Document extract →
** Begin **
Mr Cameron was making the case for EU membership to PwC workers in Birmingham as a new poll suggested his warnings about the dangers of leaving were having some success.

The ORB poll for the Daily Telegraph found that 51 per cent of voters favoured remaining in the EU, while 44 per cent wanted to leave.

Only 5 per cent said they were undecided, and the poll found the undecided were more likely to back the Remain campaign. Leave voters are more certain they will vote, however, and when this is taken into account, the two sides are almost tied, with Remain on 49 per cent and Leave on 48 per cent. Some 39 per cent of voters said the Remain campaign was “more credible and trustworthy”, compared to just 32 per cent who said the same of the Leave campaign.

Britain’s farmers heard yesterday they could lose an average of €34,000 a year if Britain leaves the EU, unless new national subsidies were introduced to boost farm incomes.
** End **
Work to do → Continue the news report above on the EU referendum campaign, picking up after its final sentence.

Dataset records →
** Begin **
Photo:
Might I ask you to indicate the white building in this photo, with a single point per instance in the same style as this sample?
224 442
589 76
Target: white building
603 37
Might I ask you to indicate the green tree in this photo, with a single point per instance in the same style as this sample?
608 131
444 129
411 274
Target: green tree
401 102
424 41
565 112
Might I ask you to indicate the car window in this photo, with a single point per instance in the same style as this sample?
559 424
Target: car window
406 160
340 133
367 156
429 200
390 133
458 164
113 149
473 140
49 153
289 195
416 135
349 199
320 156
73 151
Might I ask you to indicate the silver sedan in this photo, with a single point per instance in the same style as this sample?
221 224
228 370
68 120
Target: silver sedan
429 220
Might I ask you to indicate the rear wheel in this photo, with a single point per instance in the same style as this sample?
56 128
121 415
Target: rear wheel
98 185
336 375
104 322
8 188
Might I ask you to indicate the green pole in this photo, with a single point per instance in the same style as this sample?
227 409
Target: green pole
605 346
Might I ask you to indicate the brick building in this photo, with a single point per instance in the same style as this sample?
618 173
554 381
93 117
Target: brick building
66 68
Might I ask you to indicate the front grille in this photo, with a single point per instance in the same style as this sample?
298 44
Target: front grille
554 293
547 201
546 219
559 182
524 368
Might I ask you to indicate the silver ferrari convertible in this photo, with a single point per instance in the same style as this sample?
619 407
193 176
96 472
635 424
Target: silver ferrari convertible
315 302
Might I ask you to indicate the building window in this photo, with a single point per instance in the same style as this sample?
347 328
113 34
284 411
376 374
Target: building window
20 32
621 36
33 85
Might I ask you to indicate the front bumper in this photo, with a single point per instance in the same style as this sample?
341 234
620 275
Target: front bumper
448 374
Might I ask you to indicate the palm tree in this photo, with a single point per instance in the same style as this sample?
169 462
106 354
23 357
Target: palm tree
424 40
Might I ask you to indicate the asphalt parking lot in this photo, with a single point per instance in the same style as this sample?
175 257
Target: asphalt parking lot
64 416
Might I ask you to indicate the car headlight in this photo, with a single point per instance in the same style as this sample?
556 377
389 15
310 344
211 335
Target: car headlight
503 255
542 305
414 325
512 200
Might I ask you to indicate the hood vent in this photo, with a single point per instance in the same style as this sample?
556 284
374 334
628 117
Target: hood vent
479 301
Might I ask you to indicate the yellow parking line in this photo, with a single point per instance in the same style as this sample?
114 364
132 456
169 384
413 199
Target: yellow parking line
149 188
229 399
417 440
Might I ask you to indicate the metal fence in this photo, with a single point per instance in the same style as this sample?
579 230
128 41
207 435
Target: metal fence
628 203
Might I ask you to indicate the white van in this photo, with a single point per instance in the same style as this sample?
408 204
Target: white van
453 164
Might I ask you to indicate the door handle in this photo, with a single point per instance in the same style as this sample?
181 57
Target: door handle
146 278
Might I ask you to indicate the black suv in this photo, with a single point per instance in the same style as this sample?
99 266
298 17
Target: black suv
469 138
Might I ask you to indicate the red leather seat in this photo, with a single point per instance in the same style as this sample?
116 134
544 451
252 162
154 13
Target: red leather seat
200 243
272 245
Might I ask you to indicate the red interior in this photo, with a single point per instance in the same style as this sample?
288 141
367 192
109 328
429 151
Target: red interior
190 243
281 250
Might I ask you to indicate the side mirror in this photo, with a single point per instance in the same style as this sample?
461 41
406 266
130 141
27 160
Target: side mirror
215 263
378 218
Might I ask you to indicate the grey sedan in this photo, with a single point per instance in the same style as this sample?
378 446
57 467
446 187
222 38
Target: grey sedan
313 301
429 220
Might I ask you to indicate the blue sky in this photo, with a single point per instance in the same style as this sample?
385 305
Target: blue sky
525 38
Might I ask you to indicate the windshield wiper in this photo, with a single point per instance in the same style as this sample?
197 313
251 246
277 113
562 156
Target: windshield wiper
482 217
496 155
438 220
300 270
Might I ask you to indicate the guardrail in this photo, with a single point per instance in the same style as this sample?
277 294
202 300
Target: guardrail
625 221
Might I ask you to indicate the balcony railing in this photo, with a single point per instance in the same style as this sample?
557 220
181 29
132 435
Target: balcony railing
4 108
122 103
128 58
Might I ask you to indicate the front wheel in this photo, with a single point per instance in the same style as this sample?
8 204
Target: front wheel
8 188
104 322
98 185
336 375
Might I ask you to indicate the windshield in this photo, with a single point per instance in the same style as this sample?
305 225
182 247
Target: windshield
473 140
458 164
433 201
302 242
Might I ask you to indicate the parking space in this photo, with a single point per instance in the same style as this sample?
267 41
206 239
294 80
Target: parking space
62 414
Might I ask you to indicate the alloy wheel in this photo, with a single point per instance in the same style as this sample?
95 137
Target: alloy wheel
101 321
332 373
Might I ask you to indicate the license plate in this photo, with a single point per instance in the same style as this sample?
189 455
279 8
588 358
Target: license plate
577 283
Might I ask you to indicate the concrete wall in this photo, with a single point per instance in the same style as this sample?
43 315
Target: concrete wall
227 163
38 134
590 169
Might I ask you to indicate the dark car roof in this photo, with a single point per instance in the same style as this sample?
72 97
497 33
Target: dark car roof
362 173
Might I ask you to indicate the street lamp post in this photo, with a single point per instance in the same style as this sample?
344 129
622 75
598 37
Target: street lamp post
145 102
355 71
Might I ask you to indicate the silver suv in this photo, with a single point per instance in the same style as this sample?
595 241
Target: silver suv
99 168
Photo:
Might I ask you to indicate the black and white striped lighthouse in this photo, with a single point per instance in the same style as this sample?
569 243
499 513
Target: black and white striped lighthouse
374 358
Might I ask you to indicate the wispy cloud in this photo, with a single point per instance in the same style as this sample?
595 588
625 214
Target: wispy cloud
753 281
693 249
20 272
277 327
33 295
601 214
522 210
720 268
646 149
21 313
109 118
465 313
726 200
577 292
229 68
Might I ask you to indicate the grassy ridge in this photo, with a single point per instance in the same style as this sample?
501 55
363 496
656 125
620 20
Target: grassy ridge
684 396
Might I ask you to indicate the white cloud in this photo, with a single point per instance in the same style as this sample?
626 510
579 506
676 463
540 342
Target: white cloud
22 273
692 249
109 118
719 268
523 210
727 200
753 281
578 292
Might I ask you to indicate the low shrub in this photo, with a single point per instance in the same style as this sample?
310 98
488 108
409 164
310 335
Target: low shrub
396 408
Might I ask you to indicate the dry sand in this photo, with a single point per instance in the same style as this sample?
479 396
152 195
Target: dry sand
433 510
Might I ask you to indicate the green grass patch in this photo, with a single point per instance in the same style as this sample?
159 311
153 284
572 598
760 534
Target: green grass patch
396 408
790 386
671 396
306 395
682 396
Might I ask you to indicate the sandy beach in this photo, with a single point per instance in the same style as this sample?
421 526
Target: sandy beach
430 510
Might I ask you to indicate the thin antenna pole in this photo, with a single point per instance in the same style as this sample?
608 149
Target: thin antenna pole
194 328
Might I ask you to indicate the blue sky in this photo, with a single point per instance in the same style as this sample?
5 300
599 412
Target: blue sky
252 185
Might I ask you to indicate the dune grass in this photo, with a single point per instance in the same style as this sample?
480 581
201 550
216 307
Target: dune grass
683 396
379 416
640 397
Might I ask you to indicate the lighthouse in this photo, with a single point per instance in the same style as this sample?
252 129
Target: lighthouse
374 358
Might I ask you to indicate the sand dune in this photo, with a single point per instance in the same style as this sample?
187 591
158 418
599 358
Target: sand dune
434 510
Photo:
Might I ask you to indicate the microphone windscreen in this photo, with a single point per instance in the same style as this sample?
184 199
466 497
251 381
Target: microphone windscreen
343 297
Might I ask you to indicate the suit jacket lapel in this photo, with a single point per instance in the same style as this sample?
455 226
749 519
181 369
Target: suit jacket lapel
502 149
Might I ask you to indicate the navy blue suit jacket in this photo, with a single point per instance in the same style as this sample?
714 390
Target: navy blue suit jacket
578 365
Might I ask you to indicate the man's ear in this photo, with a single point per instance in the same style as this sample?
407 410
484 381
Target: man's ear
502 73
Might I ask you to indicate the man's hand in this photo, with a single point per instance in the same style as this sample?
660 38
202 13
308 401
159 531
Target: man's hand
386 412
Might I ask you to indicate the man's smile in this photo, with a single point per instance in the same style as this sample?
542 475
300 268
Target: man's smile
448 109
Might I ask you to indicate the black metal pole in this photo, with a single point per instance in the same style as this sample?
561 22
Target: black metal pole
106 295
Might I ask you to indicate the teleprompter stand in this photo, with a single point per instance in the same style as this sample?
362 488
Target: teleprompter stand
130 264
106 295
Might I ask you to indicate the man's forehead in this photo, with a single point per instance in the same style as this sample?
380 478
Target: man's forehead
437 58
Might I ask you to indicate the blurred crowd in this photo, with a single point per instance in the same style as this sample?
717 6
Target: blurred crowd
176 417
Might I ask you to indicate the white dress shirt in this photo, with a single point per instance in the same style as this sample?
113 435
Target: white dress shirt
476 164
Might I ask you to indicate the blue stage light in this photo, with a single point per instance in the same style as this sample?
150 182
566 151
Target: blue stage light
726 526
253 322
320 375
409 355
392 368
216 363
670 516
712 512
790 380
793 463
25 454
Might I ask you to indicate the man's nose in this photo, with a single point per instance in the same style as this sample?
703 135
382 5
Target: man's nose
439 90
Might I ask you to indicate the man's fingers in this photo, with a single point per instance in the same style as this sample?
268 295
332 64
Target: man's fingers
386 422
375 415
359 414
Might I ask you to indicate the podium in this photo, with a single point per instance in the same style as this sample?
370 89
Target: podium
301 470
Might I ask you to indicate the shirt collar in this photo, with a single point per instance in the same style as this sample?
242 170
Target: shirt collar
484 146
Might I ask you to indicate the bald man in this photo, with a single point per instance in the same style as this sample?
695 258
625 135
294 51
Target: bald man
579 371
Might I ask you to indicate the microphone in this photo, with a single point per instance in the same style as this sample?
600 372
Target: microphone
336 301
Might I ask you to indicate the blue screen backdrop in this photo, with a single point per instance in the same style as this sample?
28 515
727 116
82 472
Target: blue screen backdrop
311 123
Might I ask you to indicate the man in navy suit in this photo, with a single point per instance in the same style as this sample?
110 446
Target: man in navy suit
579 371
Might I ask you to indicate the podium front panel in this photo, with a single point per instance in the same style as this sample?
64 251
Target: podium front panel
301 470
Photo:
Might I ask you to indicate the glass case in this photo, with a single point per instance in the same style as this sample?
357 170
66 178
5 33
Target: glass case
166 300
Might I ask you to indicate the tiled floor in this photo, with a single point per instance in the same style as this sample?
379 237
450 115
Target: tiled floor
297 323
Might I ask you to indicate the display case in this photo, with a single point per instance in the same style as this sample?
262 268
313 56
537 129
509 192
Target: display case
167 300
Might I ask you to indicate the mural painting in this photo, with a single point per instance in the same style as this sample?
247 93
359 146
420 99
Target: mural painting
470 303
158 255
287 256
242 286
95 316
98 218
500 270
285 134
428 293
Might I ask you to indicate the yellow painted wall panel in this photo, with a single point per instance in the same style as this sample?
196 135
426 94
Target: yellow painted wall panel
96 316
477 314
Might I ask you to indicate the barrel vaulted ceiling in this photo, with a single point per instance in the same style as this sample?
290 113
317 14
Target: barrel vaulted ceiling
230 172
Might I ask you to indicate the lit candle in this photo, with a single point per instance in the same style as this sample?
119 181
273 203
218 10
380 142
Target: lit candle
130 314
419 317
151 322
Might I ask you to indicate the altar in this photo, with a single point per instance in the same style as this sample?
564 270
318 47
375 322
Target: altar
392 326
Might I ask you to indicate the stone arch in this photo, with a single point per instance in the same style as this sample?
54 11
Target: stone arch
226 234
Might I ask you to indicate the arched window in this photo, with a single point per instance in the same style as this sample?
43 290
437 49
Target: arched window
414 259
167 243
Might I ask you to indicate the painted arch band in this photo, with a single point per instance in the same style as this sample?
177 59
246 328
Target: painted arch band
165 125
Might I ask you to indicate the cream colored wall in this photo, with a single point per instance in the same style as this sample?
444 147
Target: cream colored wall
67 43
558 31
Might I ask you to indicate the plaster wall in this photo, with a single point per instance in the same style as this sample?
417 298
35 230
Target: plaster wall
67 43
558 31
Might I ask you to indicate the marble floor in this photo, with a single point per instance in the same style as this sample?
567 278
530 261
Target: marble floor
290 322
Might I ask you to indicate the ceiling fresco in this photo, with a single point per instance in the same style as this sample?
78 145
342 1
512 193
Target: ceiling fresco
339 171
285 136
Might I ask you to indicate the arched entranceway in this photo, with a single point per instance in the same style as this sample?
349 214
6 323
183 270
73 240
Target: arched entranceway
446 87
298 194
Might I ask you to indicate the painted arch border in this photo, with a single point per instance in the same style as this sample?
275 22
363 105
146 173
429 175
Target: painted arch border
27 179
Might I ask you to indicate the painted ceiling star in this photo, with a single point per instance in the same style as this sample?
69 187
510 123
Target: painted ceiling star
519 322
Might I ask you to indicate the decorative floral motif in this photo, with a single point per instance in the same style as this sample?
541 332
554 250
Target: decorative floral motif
** End **
Response for this exercise →
The study, commissioned by the National Farmers Union from the LEI research institute at the University of Wageningen in the Netherlands, examined three likely post-Brexit trade scenarios.

Alternatives

Mr Cameron told his audience in Birmingham that alternatives to EU membership, such as a trade deal similar to that between the EU and

Canada

, would not cover key economic sectors such as services.

"Let me just give you a couple of examples : a Canadian airline can fly between Canada and a European city but it can't fly within Europe. What does that mean for easyJet or for Ryanair, for companies like that that are so vital in terms of the cheap air flights that we all enjoy?" he said.